# Description of the task
Return every line in the material below that contains the word "cutter". Case counts.

# Records to process
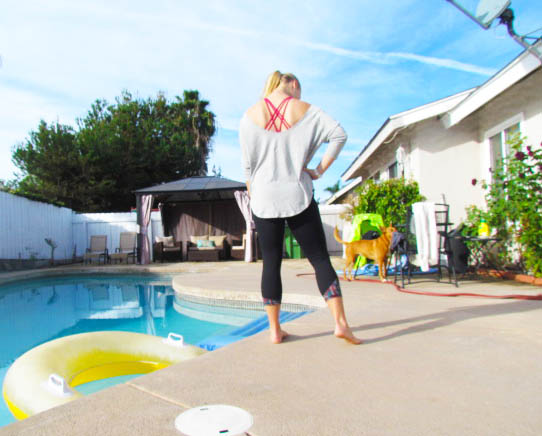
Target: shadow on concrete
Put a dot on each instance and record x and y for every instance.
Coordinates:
(434, 320)
(448, 317)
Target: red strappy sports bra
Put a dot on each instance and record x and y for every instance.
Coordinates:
(277, 114)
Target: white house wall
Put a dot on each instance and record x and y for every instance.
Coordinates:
(447, 161)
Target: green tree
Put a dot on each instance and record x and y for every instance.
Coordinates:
(514, 206)
(390, 199)
(334, 188)
(115, 150)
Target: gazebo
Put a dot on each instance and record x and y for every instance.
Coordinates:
(201, 205)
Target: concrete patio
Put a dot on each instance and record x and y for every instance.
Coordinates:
(429, 365)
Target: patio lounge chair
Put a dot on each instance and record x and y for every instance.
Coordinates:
(127, 248)
(98, 249)
(207, 248)
(166, 248)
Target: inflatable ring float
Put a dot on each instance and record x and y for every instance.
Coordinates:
(45, 376)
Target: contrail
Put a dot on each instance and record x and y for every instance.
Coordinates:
(374, 57)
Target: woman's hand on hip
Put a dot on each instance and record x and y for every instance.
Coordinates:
(314, 175)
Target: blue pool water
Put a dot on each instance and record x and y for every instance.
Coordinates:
(34, 312)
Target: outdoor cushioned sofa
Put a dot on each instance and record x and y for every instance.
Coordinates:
(207, 248)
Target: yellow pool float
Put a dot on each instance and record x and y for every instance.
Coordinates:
(45, 376)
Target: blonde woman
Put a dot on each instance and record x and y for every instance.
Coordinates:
(279, 136)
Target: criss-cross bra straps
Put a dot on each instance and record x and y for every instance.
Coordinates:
(277, 114)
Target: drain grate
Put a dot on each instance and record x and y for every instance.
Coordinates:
(214, 420)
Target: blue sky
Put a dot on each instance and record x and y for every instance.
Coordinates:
(360, 61)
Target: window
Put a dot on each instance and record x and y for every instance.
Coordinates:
(393, 171)
(498, 146)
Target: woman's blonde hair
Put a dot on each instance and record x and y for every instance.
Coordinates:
(275, 79)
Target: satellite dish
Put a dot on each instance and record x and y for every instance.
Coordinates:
(488, 10)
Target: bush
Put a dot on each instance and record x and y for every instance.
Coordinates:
(390, 199)
(514, 205)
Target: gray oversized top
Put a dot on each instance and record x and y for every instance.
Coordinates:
(274, 161)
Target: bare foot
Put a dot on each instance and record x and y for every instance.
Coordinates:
(278, 337)
(346, 334)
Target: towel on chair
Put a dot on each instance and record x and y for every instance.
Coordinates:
(426, 233)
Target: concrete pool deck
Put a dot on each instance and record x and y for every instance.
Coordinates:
(429, 365)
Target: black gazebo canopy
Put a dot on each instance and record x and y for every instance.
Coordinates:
(199, 188)
(193, 206)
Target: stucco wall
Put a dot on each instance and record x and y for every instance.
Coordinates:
(446, 162)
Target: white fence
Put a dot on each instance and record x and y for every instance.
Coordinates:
(24, 225)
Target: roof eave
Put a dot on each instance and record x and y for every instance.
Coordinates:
(516, 70)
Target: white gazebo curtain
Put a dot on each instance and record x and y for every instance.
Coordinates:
(144, 218)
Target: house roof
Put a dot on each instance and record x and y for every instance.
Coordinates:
(399, 121)
(516, 70)
(195, 189)
(453, 109)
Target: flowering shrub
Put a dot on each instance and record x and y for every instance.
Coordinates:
(514, 204)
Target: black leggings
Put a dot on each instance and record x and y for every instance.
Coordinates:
(308, 231)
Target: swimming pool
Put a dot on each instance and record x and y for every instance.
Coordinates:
(36, 311)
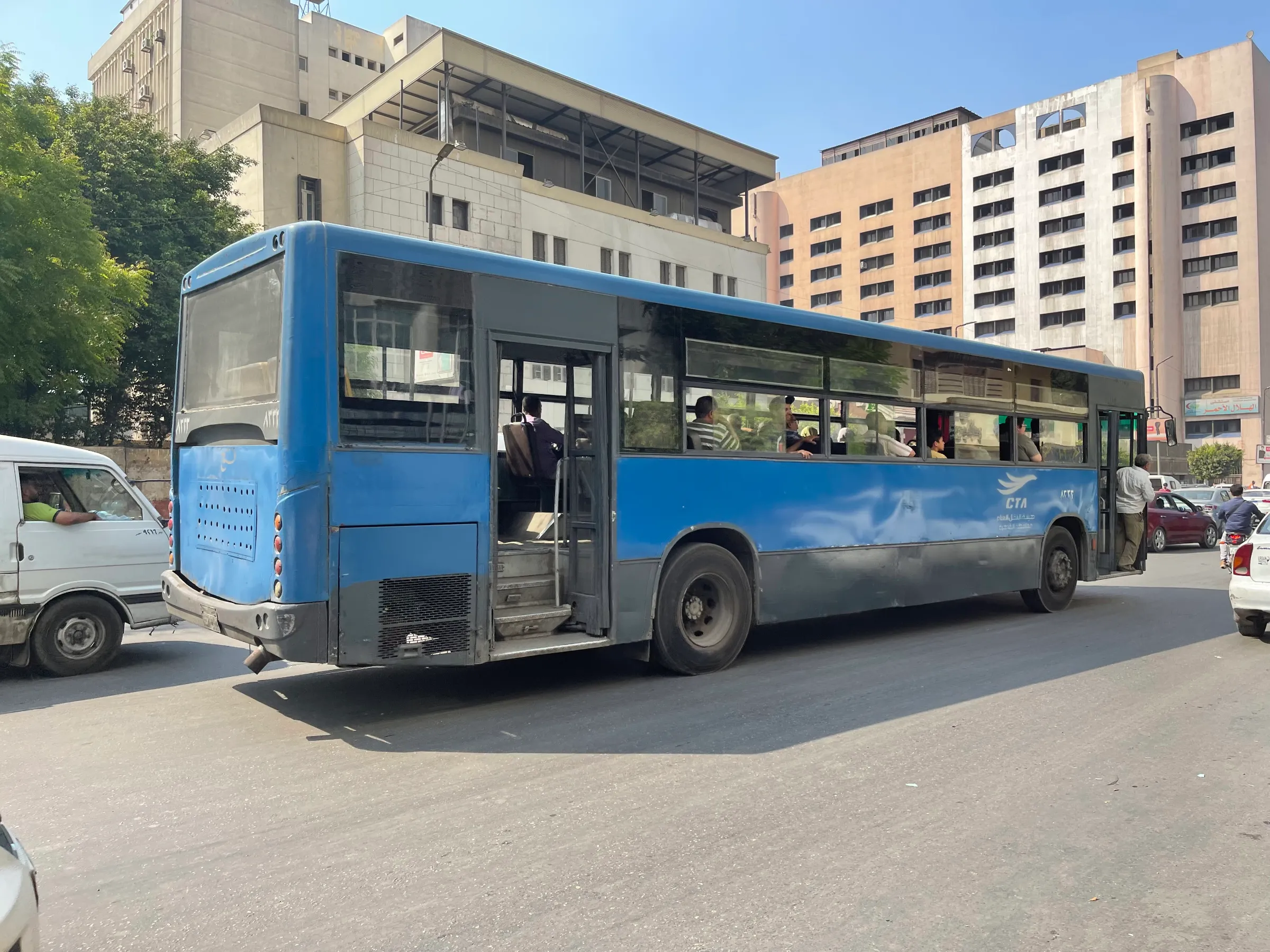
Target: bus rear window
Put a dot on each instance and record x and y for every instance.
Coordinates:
(405, 353)
(232, 334)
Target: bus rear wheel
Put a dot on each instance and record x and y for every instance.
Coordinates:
(704, 611)
(1058, 574)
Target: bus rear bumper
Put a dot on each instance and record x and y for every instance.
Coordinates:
(296, 633)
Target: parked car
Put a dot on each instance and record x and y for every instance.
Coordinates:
(81, 556)
(1174, 519)
(1207, 498)
(20, 896)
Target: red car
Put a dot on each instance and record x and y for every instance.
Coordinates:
(1174, 521)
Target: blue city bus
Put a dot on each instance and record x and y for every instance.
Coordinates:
(351, 484)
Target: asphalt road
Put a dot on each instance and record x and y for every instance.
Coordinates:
(953, 777)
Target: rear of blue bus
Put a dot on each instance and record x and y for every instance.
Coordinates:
(249, 470)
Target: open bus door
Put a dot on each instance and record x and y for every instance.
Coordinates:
(1122, 436)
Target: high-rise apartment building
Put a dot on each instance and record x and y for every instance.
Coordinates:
(1119, 221)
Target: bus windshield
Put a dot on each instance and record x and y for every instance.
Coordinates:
(233, 332)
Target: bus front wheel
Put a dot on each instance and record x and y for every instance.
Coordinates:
(1058, 573)
(704, 611)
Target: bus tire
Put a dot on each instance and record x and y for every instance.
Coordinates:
(1059, 569)
(704, 611)
(78, 635)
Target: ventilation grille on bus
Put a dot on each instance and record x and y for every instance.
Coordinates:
(225, 518)
(427, 616)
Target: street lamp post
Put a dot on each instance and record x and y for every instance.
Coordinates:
(445, 151)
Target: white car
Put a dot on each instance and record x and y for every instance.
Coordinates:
(20, 899)
(81, 555)
(1250, 582)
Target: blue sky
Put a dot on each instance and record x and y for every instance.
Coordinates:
(789, 78)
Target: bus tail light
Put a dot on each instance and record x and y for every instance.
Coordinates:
(1242, 562)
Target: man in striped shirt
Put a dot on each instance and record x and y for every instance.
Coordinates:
(704, 433)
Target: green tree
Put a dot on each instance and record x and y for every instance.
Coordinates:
(1213, 462)
(65, 303)
(163, 205)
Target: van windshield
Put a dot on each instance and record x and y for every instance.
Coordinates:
(232, 334)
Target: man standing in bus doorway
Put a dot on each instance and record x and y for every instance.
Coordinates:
(1133, 494)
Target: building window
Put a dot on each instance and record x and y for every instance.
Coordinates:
(877, 290)
(1202, 127)
(991, 329)
(309, 194)
(994, 178)
(1006, 236)
(1068, 286)
(1062, 255)
(1207, 160)
(992, 299)
(1210, 229)
(868, 211)
(1207, 299)
(1207, 196)
(1198, 386)
(882, 316)
(931, 281)
(925, 309)
(932, 195)
(868, 238)
(991, 210)
(1061, 162)
(935, 223)
(926, 253)
(1061, 319)
(991, 270)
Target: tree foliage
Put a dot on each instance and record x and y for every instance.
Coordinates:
(65, 303)
(1213, 462)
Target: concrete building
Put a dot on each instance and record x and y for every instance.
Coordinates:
(347, 126)
(1119, 221)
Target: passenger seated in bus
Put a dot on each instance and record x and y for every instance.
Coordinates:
(704, 433)
(1027, 450)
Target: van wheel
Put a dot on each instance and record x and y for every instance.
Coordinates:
(78, 635)
(1058, 570)
(704, 611)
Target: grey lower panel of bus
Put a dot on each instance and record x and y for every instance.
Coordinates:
(829, 582)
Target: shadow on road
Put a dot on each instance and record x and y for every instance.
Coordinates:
(794, 683)
(145, 663)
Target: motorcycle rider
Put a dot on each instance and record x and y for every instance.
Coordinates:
(1237, 516)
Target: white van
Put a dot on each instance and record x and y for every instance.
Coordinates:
(81, 555)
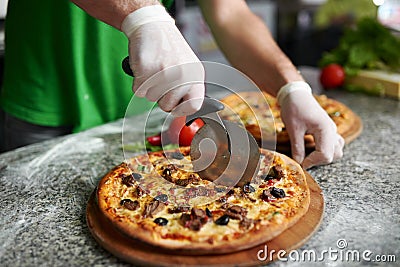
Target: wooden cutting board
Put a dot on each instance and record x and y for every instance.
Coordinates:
(141, 254)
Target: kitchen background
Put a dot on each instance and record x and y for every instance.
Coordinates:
(304, 29)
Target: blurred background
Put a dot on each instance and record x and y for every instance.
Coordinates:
(304, 29)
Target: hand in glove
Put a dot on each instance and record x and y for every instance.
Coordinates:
(166, 69)
(302, 115)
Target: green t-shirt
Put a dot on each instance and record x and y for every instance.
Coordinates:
(63, 67)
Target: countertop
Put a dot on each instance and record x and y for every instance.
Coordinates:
(45, 188)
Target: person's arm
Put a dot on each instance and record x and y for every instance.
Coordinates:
(112, 12)
(249, 46)
(161, 60)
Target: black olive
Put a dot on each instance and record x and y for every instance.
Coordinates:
(122, 202)
(219, 189)
(136, 176)
(161, 221)
(277, 192)
(129, 204)
(167, 172)
(177, 155)
(267, 177)
(128, 180)
(223, 220)
(208, 213)
(247, 188)
(162, 197)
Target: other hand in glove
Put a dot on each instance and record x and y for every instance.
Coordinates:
(302, 115)
(166, 69)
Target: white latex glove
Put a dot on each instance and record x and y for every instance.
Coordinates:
(302, 115)
(155, 44)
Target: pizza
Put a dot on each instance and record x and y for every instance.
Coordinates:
(157, 198)
(260, 114)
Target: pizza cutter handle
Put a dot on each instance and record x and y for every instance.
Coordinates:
(126, 67)
(210, 105)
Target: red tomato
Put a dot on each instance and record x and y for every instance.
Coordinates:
(332, 76)
(154, 140)
(179, 132)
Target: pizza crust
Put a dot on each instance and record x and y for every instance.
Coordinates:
(251, 108)
(171, 237)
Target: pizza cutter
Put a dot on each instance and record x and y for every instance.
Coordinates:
(222, 151)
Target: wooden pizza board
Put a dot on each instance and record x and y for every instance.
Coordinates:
(141, 254)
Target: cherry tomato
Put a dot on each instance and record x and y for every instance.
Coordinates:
(332, 76)
(179, 132)
(154, 140)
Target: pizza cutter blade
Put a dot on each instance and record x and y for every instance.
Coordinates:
(222, 151)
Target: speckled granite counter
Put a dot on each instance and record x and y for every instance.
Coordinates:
(45, 187)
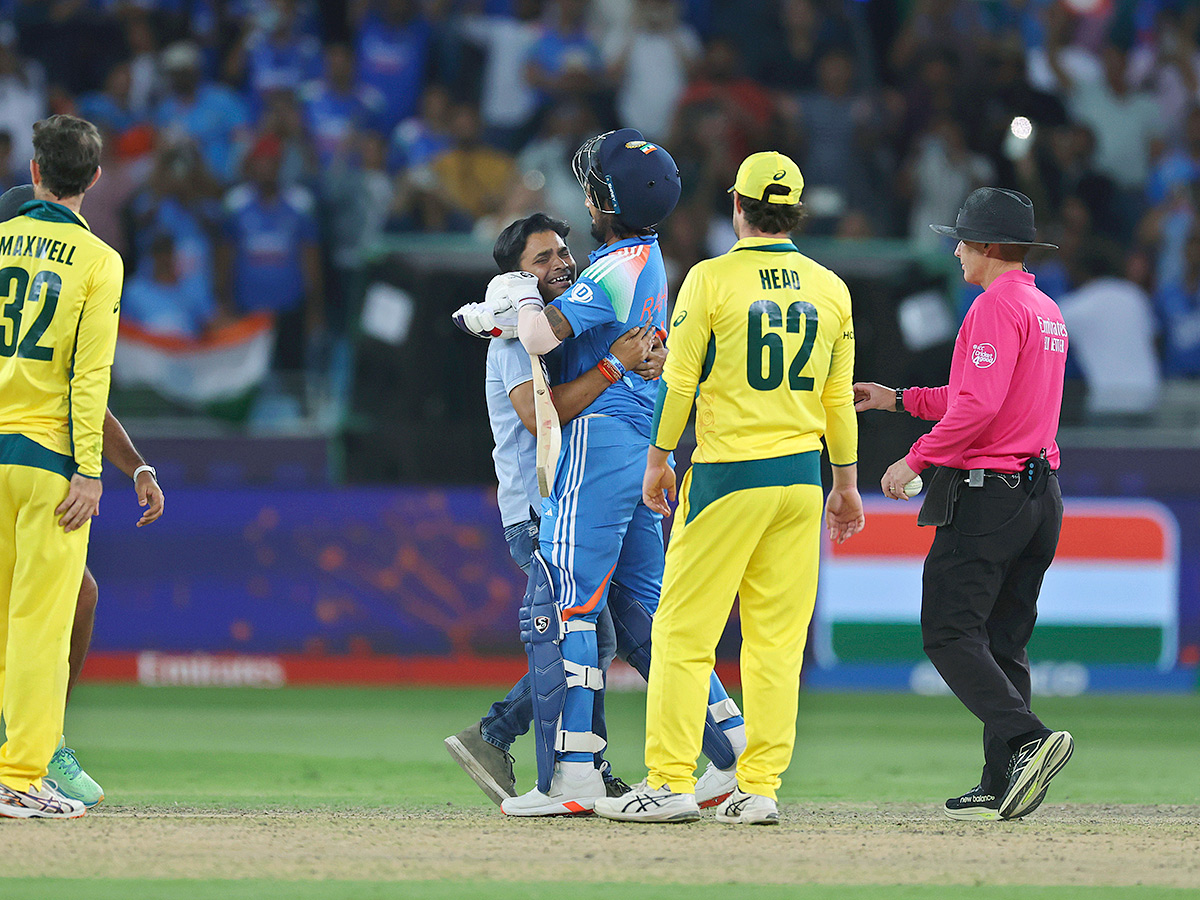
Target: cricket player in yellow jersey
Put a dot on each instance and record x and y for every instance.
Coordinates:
(763, 342)
(60, 291)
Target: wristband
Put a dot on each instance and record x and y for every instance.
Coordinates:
(611, 369)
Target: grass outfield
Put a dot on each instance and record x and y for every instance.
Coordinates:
(353, 748)
(331, 793)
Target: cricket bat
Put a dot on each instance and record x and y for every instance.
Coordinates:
(550, 432)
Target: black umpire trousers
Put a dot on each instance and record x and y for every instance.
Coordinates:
(978, 606)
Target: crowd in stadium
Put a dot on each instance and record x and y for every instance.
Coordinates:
(256, 148)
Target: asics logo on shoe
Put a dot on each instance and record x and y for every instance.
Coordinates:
(642, 802)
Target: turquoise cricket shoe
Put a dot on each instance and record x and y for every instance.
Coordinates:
(69, 779)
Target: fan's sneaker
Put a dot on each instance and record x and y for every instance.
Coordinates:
(975, 804)
(489, 767)
(742, 808)
(46, 803)
(714, 785)
(66, 775)
(649, 804)
(1031, 769)
(571, 793)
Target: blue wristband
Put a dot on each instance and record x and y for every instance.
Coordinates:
(616, 364)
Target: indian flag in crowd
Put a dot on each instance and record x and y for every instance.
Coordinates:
(1111, 595)
(223, 366)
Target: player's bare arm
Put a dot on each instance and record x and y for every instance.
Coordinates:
(573, 397)
(120, 451)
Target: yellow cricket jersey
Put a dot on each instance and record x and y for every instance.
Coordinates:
(60, 291)
(767, 336)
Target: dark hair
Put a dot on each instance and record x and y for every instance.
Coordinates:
(772, 217)
(511, 243)
(66, 150)
(1005, 252)
(1013, 252)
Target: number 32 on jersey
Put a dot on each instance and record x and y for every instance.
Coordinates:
(16, 287)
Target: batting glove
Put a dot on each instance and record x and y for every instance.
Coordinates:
(484, 321)
(519, 288)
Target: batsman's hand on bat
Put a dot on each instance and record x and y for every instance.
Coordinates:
(658, 483)
(844, 514)
(81, 504)
(149, 496)
(497, 315)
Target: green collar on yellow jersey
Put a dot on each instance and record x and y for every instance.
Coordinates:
(771, 245)
(48, 211)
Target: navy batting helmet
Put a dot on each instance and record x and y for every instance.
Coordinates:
(628, 177)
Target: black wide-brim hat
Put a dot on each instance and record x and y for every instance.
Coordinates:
(995, 215)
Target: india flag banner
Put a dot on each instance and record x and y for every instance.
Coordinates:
(1111, 595)
(223, 366)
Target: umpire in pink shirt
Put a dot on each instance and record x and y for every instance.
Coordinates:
(991, 491)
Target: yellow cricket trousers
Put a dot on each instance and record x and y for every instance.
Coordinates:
(763, 545)
(41, 568)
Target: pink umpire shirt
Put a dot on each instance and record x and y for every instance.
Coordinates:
(1002, 403)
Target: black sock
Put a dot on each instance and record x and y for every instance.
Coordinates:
(1023, 739)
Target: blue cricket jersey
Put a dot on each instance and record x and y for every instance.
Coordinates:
(624, 286)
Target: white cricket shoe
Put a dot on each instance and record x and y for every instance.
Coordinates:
(46, 803)
(574, 791)
(742, 808)
(649, 804)
(714, 785)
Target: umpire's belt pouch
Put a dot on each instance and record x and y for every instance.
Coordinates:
(937, 508)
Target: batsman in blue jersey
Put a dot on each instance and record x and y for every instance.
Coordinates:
(594, 527)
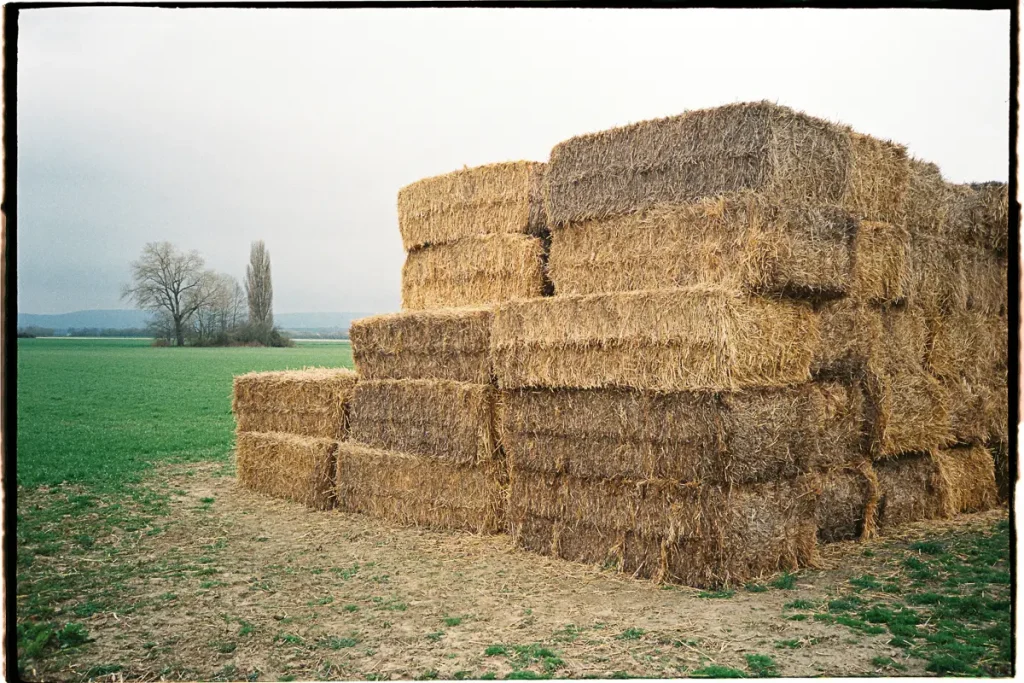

# Written answer
Target: pizza cutter handle
Target: pizza cutter
Target: pizza cutter blade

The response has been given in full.